### What is expected
Could you reproduce the material below exactly, from the line containing "Expected: for each instance of the monkey mouth" through its last line, and leave out everything else?

### Given information
○ ○ ○ ○ ○

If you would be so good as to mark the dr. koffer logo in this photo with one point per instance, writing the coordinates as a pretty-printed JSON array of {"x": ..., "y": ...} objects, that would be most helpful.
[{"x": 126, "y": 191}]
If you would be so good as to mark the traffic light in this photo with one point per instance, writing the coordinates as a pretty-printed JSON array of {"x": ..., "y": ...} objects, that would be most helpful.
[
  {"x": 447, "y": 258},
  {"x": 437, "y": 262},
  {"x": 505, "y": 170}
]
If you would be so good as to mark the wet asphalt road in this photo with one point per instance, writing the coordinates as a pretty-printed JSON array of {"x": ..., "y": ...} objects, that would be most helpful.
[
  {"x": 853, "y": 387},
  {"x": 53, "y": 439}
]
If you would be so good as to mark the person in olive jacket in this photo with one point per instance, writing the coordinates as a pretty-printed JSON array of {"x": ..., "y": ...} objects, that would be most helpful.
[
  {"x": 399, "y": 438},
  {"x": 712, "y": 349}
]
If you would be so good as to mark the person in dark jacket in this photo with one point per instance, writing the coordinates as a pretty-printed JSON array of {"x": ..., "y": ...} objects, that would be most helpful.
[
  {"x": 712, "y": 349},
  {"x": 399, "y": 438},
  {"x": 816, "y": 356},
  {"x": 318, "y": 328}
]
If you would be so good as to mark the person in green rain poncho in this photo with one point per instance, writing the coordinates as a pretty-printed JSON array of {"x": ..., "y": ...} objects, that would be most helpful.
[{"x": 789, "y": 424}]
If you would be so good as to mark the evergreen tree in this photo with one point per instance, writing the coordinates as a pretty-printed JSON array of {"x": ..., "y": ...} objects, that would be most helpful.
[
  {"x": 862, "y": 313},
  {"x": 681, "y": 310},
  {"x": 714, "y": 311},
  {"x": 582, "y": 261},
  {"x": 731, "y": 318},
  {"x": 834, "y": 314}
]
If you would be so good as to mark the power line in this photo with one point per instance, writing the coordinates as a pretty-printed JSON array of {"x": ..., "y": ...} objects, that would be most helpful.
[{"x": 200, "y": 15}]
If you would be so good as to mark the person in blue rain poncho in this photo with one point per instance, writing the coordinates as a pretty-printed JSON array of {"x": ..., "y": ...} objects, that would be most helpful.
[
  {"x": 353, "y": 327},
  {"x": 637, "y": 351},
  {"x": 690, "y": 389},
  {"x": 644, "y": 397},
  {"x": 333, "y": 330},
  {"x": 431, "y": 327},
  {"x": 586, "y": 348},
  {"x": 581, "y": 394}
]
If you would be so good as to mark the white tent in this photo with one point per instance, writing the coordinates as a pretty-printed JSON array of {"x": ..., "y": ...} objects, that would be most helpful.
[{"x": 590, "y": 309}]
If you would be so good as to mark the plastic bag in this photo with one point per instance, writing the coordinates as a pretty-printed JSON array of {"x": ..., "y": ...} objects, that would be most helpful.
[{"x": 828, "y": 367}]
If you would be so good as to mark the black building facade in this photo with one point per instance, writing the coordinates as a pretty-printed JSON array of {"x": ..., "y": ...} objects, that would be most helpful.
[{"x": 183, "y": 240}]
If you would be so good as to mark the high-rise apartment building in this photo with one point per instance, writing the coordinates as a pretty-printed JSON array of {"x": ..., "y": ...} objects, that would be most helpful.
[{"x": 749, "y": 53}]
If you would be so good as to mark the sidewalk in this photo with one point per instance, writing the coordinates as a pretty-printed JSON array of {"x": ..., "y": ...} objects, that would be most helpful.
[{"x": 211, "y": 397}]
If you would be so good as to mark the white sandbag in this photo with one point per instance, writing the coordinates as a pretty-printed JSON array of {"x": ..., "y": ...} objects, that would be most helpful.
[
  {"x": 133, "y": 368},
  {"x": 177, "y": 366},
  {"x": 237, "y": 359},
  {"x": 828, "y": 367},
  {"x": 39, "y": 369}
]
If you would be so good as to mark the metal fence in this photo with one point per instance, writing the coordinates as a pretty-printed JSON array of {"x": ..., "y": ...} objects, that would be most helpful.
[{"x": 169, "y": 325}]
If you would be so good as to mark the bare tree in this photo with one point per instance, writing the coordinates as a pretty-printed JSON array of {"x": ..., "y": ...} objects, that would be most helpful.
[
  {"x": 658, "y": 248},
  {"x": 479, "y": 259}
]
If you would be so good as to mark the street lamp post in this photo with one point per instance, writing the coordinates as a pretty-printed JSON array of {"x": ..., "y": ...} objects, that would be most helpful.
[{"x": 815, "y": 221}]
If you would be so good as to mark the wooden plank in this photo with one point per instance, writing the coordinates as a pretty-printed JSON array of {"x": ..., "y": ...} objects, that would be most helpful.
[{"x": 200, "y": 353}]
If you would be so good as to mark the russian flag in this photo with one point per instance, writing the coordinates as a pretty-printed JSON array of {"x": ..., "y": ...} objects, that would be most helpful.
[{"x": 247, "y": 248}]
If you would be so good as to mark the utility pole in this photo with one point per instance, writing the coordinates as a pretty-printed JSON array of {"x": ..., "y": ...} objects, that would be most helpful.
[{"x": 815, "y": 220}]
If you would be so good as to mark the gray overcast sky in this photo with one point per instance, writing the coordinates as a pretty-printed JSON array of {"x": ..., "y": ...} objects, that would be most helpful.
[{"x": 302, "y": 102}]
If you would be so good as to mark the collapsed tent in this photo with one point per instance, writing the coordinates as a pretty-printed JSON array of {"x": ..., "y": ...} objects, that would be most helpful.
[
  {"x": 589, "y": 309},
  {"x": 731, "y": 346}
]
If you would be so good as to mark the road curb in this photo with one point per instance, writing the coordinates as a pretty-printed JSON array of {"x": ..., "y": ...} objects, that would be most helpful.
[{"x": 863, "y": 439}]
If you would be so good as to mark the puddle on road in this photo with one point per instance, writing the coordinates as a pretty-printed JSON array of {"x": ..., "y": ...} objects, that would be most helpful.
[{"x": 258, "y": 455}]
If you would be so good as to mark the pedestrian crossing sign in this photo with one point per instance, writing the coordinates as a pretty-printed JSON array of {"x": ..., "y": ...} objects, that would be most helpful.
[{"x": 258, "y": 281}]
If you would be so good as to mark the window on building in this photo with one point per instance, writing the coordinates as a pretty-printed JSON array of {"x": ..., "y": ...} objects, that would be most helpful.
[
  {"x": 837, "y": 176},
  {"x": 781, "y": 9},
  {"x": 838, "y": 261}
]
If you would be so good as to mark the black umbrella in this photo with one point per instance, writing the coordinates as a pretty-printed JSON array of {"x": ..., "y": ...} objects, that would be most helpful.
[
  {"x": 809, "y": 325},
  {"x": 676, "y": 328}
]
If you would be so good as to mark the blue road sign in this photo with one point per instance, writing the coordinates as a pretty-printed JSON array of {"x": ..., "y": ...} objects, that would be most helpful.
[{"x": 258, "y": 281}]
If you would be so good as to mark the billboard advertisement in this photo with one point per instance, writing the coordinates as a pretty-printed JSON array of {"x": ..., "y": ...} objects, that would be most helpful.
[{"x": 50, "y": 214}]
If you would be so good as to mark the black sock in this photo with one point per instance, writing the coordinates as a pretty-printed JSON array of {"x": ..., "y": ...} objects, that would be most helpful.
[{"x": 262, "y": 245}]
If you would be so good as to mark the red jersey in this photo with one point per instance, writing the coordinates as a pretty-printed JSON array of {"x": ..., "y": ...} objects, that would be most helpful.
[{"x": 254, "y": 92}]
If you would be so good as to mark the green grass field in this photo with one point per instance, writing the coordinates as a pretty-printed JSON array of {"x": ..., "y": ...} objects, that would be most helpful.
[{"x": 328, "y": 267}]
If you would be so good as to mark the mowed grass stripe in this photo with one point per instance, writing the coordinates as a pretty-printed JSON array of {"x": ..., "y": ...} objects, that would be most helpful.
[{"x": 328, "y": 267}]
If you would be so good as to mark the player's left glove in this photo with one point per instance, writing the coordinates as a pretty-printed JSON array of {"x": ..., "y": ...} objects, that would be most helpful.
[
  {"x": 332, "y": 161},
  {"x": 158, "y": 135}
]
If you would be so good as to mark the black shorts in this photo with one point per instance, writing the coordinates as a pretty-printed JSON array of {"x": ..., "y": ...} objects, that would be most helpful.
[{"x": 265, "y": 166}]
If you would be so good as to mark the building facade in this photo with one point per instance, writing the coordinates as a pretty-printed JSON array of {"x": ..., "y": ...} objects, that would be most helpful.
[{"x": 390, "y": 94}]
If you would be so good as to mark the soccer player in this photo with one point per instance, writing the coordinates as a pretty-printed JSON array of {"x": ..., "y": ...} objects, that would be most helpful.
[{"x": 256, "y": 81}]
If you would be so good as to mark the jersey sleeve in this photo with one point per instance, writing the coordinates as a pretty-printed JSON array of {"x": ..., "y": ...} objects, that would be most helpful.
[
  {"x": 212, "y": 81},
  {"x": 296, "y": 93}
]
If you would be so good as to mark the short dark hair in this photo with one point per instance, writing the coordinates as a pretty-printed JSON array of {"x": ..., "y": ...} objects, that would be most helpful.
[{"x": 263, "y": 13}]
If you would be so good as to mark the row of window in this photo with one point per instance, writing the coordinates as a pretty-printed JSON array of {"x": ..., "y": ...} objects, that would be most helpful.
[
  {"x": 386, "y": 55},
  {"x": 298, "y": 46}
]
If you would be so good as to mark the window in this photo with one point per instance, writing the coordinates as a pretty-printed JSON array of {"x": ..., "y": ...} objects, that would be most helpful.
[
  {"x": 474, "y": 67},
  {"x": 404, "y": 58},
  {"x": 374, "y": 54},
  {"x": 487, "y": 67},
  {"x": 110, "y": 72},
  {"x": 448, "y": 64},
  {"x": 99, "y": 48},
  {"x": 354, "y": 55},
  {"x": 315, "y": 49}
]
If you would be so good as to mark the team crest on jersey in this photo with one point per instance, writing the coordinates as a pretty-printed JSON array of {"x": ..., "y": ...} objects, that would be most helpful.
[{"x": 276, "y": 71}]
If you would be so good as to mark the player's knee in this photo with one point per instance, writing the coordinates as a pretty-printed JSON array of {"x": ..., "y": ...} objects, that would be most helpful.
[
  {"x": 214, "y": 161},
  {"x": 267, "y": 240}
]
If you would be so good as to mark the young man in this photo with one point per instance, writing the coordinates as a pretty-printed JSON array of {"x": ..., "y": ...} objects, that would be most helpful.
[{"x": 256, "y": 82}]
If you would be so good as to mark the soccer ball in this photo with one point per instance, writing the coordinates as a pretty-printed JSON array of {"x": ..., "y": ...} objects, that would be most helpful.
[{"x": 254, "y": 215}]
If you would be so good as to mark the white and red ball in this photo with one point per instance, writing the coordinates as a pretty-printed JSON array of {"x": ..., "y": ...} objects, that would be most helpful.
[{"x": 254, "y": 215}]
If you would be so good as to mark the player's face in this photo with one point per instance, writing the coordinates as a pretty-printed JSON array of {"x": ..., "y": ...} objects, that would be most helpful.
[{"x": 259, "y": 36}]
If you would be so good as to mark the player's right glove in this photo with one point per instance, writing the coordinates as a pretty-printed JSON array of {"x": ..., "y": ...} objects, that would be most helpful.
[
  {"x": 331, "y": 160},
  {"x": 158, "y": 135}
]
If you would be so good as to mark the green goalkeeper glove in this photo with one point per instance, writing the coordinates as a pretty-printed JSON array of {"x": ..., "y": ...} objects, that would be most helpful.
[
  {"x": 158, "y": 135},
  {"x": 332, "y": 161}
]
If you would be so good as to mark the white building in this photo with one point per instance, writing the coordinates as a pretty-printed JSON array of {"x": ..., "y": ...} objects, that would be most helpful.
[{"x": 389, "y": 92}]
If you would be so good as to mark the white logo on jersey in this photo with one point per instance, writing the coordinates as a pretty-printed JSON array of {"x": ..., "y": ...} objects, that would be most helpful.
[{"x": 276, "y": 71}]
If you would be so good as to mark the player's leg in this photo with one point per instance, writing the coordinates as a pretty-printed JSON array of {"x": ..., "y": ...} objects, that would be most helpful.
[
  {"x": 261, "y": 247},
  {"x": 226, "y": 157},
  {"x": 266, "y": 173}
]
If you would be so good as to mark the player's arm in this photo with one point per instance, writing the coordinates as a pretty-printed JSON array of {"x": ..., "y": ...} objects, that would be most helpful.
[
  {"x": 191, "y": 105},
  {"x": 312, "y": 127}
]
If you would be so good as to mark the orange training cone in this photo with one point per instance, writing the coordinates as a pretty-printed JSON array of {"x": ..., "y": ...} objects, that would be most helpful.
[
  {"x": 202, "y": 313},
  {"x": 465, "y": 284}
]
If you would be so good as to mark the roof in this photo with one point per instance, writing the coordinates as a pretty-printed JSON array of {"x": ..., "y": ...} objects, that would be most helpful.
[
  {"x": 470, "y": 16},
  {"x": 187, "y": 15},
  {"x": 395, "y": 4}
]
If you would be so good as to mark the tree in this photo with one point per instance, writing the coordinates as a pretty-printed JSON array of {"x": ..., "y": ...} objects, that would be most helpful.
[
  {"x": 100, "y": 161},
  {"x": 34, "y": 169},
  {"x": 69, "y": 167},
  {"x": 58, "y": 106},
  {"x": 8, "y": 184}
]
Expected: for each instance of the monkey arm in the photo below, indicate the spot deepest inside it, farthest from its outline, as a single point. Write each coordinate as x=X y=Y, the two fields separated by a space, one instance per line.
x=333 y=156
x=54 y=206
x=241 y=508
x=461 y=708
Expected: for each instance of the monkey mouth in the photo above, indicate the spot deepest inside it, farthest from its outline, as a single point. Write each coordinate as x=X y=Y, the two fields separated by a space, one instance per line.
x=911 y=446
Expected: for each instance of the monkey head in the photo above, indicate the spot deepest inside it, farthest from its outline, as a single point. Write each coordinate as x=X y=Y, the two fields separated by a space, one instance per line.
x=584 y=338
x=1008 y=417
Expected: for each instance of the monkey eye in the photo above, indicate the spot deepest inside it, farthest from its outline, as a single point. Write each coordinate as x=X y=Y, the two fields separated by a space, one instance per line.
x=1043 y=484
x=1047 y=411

○ ○ ○ ○ ○

### Output below
Expected: for each instance of the monkey mouth in the photo above, indicate the spot deepest inside it, farthest from its outline, as a single point. Write each coordinate as x=X y=Y, the two fields separated by a space, one instance per line.
x=911 y=446
Expected: for each instance of the monkey head in the photo above, indicate the spot deepest inside it, farthest from its outline, as a single point. Write each coordinate as x=X y=Y, the two fields separated by a space, one instance per line.
x=584 y=338
x=1008 y=417
Expected: for each instance of the monkey eye in the photo above, indicate the spot deepest inside it, farthest from its outline, as a single point. Write each coordinate as x=X y=Y, the two fields separated by a space, one instance per line.
x=1043 y=484
x=1047 y=411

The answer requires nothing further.